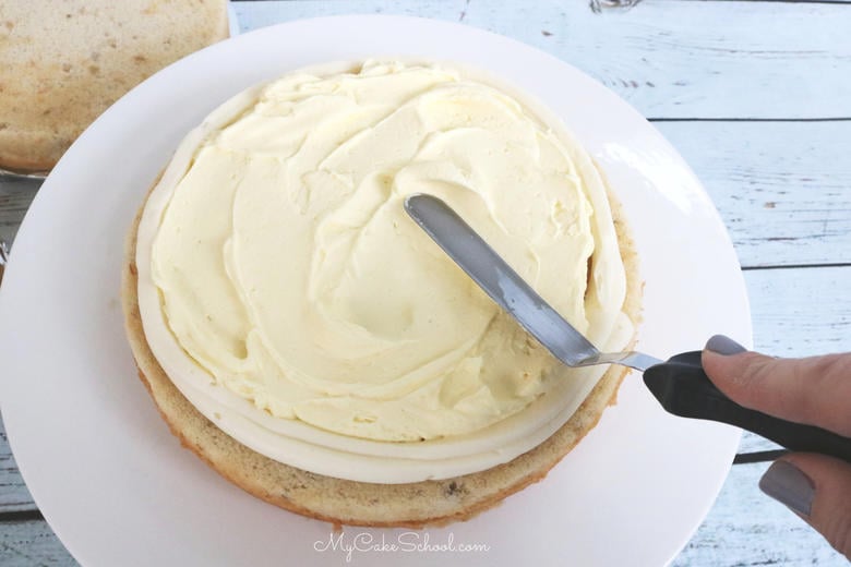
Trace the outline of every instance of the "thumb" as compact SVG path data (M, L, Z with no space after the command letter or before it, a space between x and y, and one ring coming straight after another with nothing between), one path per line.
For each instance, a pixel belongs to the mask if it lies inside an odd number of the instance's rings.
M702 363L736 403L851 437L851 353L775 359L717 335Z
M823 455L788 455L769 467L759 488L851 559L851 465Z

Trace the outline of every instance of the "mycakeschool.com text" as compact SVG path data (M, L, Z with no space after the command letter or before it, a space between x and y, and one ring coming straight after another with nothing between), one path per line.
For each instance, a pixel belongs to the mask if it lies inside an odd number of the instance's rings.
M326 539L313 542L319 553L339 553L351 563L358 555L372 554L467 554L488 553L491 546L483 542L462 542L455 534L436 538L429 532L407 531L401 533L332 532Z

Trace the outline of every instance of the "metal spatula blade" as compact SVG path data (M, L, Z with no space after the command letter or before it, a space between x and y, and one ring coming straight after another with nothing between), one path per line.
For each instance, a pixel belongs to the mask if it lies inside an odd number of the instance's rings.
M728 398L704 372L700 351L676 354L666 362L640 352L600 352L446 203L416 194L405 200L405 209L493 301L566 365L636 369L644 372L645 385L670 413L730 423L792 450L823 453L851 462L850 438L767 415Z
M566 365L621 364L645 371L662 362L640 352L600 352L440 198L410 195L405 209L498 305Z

...

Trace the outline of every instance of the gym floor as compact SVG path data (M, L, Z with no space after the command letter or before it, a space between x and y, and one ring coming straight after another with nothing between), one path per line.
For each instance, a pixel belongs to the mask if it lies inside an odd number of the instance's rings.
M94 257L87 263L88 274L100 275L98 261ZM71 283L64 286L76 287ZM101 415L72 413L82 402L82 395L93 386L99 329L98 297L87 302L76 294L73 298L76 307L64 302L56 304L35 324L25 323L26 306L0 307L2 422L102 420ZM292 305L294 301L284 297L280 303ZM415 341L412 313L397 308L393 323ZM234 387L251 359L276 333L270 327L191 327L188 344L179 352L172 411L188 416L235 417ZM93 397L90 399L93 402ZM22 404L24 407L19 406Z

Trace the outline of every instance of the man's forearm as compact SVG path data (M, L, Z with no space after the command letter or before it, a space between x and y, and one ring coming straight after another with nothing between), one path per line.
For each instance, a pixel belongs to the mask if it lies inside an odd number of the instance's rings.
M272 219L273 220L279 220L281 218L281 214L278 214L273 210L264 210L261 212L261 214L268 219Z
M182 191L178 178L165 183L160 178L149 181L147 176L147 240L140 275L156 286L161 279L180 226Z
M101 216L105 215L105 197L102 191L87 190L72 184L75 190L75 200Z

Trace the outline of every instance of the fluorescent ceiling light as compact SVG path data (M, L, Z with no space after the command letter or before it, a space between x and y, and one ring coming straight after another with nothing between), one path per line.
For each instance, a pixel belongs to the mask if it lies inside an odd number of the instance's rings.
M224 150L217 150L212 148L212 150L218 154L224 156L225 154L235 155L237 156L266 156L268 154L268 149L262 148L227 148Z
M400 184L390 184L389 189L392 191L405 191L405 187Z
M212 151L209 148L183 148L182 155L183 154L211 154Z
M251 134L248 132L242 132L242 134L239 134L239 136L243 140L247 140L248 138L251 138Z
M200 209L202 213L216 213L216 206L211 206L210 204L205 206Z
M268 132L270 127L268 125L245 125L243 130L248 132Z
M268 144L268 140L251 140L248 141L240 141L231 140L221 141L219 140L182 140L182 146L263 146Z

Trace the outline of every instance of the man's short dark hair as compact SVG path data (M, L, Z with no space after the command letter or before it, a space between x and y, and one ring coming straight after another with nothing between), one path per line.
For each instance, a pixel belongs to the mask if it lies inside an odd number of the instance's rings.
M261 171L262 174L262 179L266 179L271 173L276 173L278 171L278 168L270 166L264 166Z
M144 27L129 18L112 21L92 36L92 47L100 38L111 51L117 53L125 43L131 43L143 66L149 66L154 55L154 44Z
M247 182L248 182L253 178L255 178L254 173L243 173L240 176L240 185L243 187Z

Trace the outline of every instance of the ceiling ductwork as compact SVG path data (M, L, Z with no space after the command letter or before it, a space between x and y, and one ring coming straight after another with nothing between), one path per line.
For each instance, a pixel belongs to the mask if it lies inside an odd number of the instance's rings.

* * *

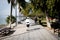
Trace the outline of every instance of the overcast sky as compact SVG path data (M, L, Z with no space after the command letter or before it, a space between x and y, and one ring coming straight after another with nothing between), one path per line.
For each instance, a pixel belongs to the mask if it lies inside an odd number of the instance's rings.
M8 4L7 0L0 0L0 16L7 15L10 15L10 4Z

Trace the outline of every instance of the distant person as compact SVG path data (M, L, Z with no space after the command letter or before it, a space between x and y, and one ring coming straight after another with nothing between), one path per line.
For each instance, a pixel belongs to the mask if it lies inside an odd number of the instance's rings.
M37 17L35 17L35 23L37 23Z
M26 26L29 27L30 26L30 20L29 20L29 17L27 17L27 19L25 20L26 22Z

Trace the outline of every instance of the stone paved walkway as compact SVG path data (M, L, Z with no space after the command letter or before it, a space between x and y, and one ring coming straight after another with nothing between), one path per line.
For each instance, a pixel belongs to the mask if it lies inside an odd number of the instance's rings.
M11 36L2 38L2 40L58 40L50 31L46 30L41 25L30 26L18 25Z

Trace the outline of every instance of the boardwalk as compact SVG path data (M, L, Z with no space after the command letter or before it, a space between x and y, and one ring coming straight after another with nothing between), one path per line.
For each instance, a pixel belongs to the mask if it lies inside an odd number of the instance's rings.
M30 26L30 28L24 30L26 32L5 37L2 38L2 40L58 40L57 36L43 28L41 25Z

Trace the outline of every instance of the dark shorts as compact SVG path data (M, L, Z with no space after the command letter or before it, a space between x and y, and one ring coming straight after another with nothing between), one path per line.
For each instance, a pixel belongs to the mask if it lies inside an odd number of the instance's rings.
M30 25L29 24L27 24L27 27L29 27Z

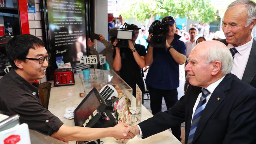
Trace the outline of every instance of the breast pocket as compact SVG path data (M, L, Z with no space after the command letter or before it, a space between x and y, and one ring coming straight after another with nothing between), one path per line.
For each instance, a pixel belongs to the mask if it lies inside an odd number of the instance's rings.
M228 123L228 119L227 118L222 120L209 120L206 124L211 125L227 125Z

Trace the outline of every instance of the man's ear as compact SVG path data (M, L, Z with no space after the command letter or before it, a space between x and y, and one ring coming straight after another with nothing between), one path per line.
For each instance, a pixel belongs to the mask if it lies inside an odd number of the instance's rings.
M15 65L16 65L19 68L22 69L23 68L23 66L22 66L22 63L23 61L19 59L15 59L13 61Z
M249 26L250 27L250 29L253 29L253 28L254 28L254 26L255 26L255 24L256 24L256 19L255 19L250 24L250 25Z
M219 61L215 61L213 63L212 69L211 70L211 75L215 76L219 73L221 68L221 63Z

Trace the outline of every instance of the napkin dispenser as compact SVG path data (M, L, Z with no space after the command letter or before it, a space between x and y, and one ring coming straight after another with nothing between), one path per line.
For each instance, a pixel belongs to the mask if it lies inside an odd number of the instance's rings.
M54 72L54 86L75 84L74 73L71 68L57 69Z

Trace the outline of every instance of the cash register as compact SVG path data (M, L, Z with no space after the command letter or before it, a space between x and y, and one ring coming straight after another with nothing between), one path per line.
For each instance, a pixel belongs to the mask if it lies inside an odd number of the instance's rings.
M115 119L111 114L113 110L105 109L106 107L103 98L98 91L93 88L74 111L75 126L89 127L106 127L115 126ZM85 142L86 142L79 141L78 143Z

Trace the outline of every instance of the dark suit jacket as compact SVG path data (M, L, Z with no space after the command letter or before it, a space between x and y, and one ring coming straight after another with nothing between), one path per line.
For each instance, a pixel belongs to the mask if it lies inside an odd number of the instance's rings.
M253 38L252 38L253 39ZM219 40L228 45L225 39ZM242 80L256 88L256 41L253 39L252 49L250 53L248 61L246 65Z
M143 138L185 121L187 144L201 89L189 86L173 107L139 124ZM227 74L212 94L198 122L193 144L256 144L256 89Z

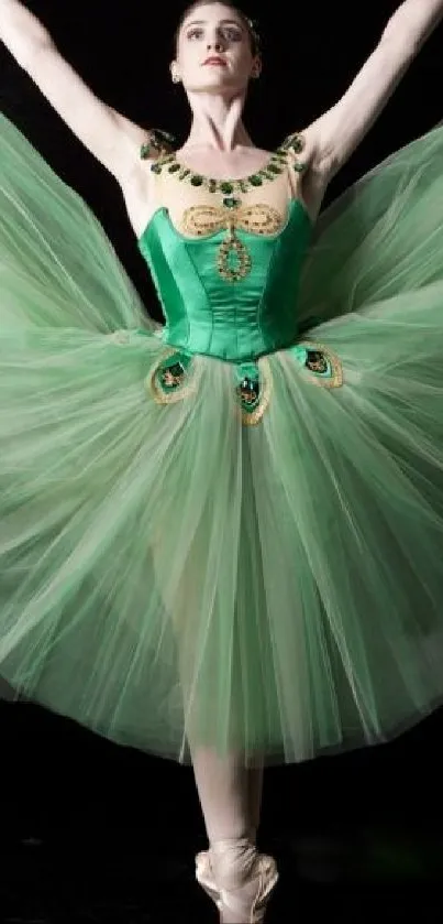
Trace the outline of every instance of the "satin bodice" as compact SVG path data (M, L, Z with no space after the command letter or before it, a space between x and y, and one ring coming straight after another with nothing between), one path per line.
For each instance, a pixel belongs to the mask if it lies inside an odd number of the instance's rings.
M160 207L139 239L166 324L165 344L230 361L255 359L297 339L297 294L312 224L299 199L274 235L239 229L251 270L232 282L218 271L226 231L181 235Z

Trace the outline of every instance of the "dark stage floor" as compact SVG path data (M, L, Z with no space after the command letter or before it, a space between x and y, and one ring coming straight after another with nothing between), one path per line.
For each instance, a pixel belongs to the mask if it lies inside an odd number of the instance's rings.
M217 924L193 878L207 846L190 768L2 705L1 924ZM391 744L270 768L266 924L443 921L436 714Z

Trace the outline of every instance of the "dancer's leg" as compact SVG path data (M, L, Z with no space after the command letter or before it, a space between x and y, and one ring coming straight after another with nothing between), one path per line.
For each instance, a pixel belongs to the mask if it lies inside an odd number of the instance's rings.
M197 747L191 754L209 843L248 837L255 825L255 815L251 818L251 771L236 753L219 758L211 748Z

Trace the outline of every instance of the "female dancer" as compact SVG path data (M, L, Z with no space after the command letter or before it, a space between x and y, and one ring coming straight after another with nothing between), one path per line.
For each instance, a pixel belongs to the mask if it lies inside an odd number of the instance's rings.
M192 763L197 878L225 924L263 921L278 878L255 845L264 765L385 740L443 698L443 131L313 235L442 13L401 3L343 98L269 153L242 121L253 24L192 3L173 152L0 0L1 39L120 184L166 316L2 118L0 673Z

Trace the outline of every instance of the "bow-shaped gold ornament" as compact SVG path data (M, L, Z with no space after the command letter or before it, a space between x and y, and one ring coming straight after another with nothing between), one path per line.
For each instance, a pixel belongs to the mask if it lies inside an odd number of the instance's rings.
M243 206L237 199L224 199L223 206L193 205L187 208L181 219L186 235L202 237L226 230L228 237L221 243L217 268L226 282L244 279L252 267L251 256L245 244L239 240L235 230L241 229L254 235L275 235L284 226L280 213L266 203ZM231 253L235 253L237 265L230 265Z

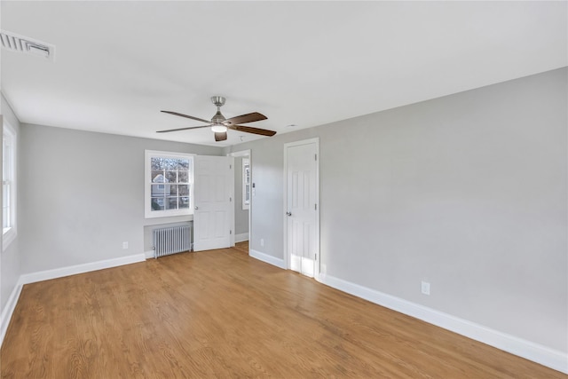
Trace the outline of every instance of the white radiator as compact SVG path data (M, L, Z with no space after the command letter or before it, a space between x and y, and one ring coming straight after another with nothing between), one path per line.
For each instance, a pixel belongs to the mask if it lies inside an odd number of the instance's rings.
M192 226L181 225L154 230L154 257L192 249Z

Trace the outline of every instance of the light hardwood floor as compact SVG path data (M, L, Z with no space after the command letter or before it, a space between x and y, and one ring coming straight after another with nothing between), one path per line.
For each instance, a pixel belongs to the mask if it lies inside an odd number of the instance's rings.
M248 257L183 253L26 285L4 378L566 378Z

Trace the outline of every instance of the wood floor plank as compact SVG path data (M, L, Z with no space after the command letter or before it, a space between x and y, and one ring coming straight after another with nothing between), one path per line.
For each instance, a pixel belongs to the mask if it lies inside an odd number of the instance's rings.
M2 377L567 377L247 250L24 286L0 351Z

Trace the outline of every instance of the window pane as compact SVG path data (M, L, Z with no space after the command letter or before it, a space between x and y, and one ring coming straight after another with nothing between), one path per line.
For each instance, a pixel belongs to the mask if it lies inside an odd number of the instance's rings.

• _ZADANIE PISEMNE_
Wyodrębnij bez żadnych zmian wiersze od tego, który zawiera „Trace the outline of every instance of the man's forearm”, aż do tego, który zawiera „M101 216L105 215L105”, łącznie z nim.

• _ODPOWIEDŹ PONIŻEJ_
Trace the outline of every instance of the man's forearm as compact SVG path data (M, L, Z with no space after the command letter or before it, a space between x and y, and one ring coming straight after another with nothing between), one path per line.
For each instance, a pixel belongs to the mask if it lies inside an odd number of the instance's rings.
M272 219L273 220L279 220L281 218L281 214L278 214L273 210L264 210L261 212L261 214L268 219Z
M182 191L178 178L165 183L160 178L149 181L147 176L147 240L140 275L156 286L161 279L180 226Z
M101 216L105 215L105 197L102 191L87 190L72 184L75 190L75 200Z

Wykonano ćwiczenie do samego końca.